Point localization data:
******

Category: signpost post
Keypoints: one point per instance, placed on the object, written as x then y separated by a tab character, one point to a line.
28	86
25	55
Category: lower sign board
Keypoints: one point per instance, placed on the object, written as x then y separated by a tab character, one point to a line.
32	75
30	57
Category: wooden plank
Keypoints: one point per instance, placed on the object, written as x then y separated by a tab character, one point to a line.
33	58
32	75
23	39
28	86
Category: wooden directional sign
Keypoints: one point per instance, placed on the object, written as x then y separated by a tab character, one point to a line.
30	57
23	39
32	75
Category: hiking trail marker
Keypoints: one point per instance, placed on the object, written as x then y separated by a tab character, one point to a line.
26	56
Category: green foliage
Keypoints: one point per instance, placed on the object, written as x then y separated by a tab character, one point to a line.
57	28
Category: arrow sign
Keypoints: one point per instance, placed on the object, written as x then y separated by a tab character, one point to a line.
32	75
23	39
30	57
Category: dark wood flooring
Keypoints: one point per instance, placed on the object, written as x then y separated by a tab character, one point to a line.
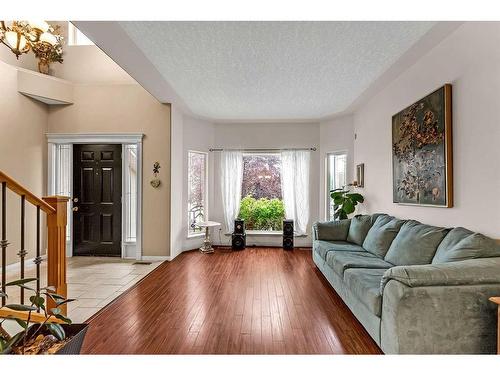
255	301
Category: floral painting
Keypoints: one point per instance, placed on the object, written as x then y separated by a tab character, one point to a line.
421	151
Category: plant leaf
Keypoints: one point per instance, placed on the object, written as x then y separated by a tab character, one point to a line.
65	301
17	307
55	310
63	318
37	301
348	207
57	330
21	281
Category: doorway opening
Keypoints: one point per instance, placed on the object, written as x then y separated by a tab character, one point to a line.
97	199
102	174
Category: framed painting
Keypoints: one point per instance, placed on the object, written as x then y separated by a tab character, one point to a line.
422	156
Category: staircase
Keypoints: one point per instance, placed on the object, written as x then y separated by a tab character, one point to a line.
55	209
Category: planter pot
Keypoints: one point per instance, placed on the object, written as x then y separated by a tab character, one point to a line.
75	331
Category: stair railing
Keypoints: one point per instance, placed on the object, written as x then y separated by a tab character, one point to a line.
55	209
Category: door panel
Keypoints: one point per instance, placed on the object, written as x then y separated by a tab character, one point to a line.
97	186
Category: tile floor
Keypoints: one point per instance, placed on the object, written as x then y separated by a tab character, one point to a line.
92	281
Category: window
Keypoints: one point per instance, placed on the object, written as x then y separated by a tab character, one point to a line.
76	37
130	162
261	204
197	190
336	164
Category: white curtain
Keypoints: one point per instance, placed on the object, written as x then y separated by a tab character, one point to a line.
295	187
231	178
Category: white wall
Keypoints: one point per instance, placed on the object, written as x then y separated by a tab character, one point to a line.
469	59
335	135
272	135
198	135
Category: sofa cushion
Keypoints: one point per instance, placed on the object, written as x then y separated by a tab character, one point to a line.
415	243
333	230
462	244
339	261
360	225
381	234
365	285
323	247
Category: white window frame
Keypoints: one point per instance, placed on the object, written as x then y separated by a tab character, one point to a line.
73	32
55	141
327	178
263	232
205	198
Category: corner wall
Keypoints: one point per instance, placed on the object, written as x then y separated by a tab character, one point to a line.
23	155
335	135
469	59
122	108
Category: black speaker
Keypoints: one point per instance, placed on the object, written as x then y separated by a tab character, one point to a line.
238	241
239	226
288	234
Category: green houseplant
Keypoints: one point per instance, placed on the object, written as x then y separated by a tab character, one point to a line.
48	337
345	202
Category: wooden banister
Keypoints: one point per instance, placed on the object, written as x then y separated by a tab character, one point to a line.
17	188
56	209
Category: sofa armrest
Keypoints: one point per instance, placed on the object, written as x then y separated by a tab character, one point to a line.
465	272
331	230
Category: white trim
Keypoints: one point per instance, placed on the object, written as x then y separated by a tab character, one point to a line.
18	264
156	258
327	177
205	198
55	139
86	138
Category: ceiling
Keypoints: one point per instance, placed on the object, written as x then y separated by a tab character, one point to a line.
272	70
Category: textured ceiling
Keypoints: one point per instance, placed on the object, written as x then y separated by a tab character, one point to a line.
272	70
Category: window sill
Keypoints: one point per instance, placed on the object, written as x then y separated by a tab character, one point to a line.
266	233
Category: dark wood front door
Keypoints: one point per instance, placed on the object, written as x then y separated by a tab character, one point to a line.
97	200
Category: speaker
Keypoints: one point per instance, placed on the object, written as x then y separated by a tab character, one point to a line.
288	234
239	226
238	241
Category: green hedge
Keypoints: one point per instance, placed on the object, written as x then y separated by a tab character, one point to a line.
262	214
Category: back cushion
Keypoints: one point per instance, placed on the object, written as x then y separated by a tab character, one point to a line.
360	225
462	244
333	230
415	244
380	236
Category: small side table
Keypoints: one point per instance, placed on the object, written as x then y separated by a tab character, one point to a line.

******

EXERCISE GOAL:
Copy each line above exactly. Images do not belong in the copy.

EXERCISE ANSWER:
Category: signpost post
Keypoints: one point per instance, placed on the object, written as x then y separated by a tab character, one point to a line.
28	86
25	55
Category: lower sign board
Keypoints: one point per instance, placed on the object, written as x then y separated by a tab character, one point to a line.
32	75
30	57
Category: wooden plank
Keypoints: one point per instance, placed on the object, written as x then y separated by a tab character, one point to a line.
33	58
32	75
23	39
28	86
Category: wooden directional sign
Keypoints: one point per instance, placed on the object, written as x then y separated by a tab character, one point to a line.
30	57
23	39
32	75
Category: hiking trail marker
Keypoints: one point per instance, placed on the object, written as x then y separated by a tab character, one point to a line.
26	56
Category: green foliage
Keypoints: one point per instance, placed on the object, written as x then y separated by a tab character, one point to a line.
57	28
Category: arrow sign
Keypoints: one point per instance, placed on the object, written as x then y separated by a tab character, one point to a line.
32	75
23	39
30	57
Category: dark wood flooring
Keypoints: one point per instance, placed on the object, written as x then y separated by a tab character, one point to a line.
255	301
Category: floral painting
Keypoints: one point per instance, placed on the object, written as x then y separated by a tab character, one point to a line.
421	151
Category: plant leaf
Keypoints: one point per instance, placed on the object, written as x then y separated by a tab character, one point to a line.
65	301
17	307
55	310
63	318
37	301
348	207
57	330
21	281
Category: doorway opening
Keypoints: one point per instance, placed on the object, written as x then y separated by a tab character, one point to a line.
97	199
102	174
Category: framed painting
Keypoints: one point per instance, placed on the object, written as x then y separated by a tab character, one point to a line.
422	156
Category: staircase
Keypoints: one point per instance, placed on the object, written as x then y separated by a tab character, one point to a line.
55	209
Category: planter pot
Keypoints: one point per instance, placed on the object, written as x then y separated by a tab character, one point to a line.
75	331
Category: stair railing
Keypoints: one point per instance, placed on the object, written as x then y separated by a tab character, one point to a line.
55	209
Category: door panel
Keypoints: one point per instance, placed on the object, written as x then y separated by a tab character, one point to a line.
97	186
Category: tile floor
Keypoints: one point per instance, placed on the object, written as x then y separated by a tab character, one point to a line.
92	281
Category: window
Keypoints: one point per instance, placed on the object, written as x then y separated by a tab character, one point to a line.
76	37
130	162
261	204
197	190
336	164
Category: white curtain
Keypoints: one point per instance, placed on the object, written as x then y separated by a tab character, one point to a line.
295	187
231	178
Category: white wall
Keypoints: one point per instance, placed on the object, written as x then y separated by a tab character, one point to a line.
469	59
335	135
272	135
198	135
Category: sofa cushion
Keypoints: one point per instance, placed on the object, written as x then y separated by a tab character, one point to a line.
415	243
333	230
462	244
339	261
360	225
381	234
365	285
323	247
Category: white window frame
Keypoints: one point per instance, placed on the object, written as x then y separated by a tab character, one point to a line.
73	32
55	141
327	178
263	232
205	198
Category: corner wall
Keypoints: one point per instance, placed on the object, written as x then y separated by a tab character, one point to a line.
23	155
335	135
469	59
122	108
Category: black speaker
Keypoints: one point per instance, placed on the object, written as x then y separated by a tab character, one point to a line.
238	241
239	226
288	234
Category: green houseplant
Keypoints: one point per instance, placed on the object, written as x then y separated by a tab character, one point to a line.
48	337
345	202
Category: wooden banister
Keypoints: one point per instance, placed on the object, written as x then y separated by a tab character, one point to a line.
17	188
56	209
Category: sofa armrest
Keypoints: one point per instance, placed on the object, written as x then y separated by a tab character, one point to a line.
465	272
331	230
Category: white trim
Keypoints: one point per instance, placed on the object, written as x then y separated by a tab character, one point to a line.
18	264
156	258
327	177
205	198
55	139
86	138
Category: ceiling
Keypoints: one point per instance, placed on the object, written as x then y separated by a tab character, one point to a line.
272	70
Category: textured ceiling
Keypoints: one point per instance, placed on the object, written as x then y separated by a tab character, one point to a line.
272	70
Category: window sill
Keypoints: one point per instance, placed on the object, written as x then y separated by a tab character, one point to a line.
266	233
Category: dark wood front door
Keypoints: one point per instance, placed on the object, written as x then y separated by a tab character, one point to a line.
97	200
Category: speaker
Keypoints: one point per instance, placed on the object, written as x then y separated by a tab character, one point to a line.
288	234
239	226
238	241
Category: green hedge
Keypoints: one point per instance, placed on the object, written as x then y separated by a tab character, one point to a line.
262	214
Category: back cushion
Keypoints: one point per instance, placed on the object, written as x then y separated by a tab character, one point to a line.
360	225
462	244
333	230
415	244
380	236
Category: small side table
Keypoints: one point per instance, placed on the object, written as x then y separated by a tab character, one point to a line.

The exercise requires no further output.